**Short exercise:** Reproduce word for word the part of the sermon below, starting with "Jesus is the" and going on through "a long time.".

**Source document:**
Be Open To

9/9/18

We say, "I am or am not open to" "He or she is not open to" To this text or more precisely to the Jesus described in this text be open.

Be open to the accidental Savior. The Accidental Tourist is a 1985 book and 1988 movie. It is about man who writes tour guides for reluctant business travelers. It's really not a story about tourists or travel guides; it's a love story. Our text is also a love story and it is about a savior and the apparently accidental, happenstance nature of His work. Jesus leaves the environs of Tyre, goes through Sidon, down to the Sea of Galilee and into Decapolis. The Sea of Galilee area excepted, these were all Gentile areas. He is going from pagan territories to pagan territories. What about being sent only to the lost sheep of the house of Israel (Matthew 15:24)"? What happened to the charge He gave to the 12, "Do not go among the Gentiles or enter the towns of the Samaritans. Go rather to the lost sheep of Israel" (Matthew 10:5)? This is Jesus' first venture to foreign soil except for His trip as a baby to Egypt. Aside from that trip too, this 100-mile plus journey was the longest of His life. Where Jesus ends up, Decapolis, a league of 10 cities, He has been before. Earlier He had fed the 5,000 and healed the Gadarene demoniac.

Jesus is the accidental Savior not that He saves reluctantly like a businessman is a tourist but that He saves where we don't expect Him. The region He is coming from, Tyre, is where the Canaanite woman's demonized daughter was healed. Read your Old Testament. Can you believe the most wicked king ever, Manasseh, repents? Can you believe Ahab does? How about the whole city of Nineveh at the preaching of Jonah? What about the centurions in Luke 7 and Acts 10? Just how, when, and where does the Savior enter their lives? We know the how' in that the Gospel of who Jesus is and what He does is what creates saving faith. So, wherever the Gospel is sown it may sprout. But the when may take a long time.

**Dataset entries:**
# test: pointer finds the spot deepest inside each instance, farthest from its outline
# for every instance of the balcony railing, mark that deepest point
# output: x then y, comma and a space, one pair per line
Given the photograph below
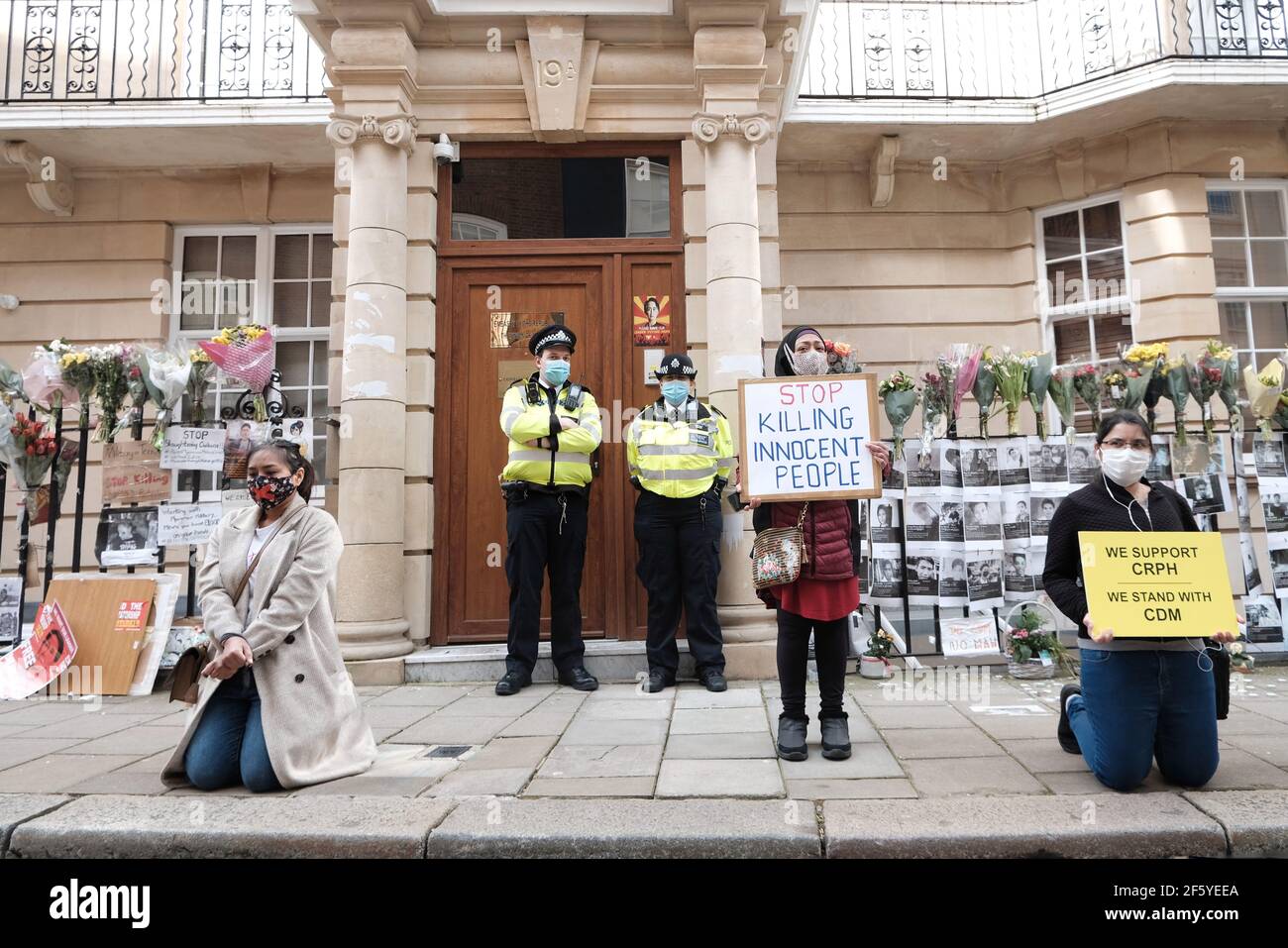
170, 51
1021, 48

**Exercise response:**
Jesus is the accidental Savior not that He saves reluctantly like a businessman is a tourist but that He saves where we don't expect Him. The region He is coming from, Tyre, is where the Canaanite woman's demonized daughter was healed. Read your Old Testament. Can you believe the most wicked king ever, Manasseh, repents? Can you believe Ahab does? How about the whole city of Nineveh at the preaching of Jonah? What about the centurions in Luke 7 and Acts 10? Just how, when, and where does the Savior enter their lives? We know the how' in that the Gospel of who Jesus is and what He does is what creates saving faith. So, wherever the Gospel is sown it may sprout. But the when may take a long time.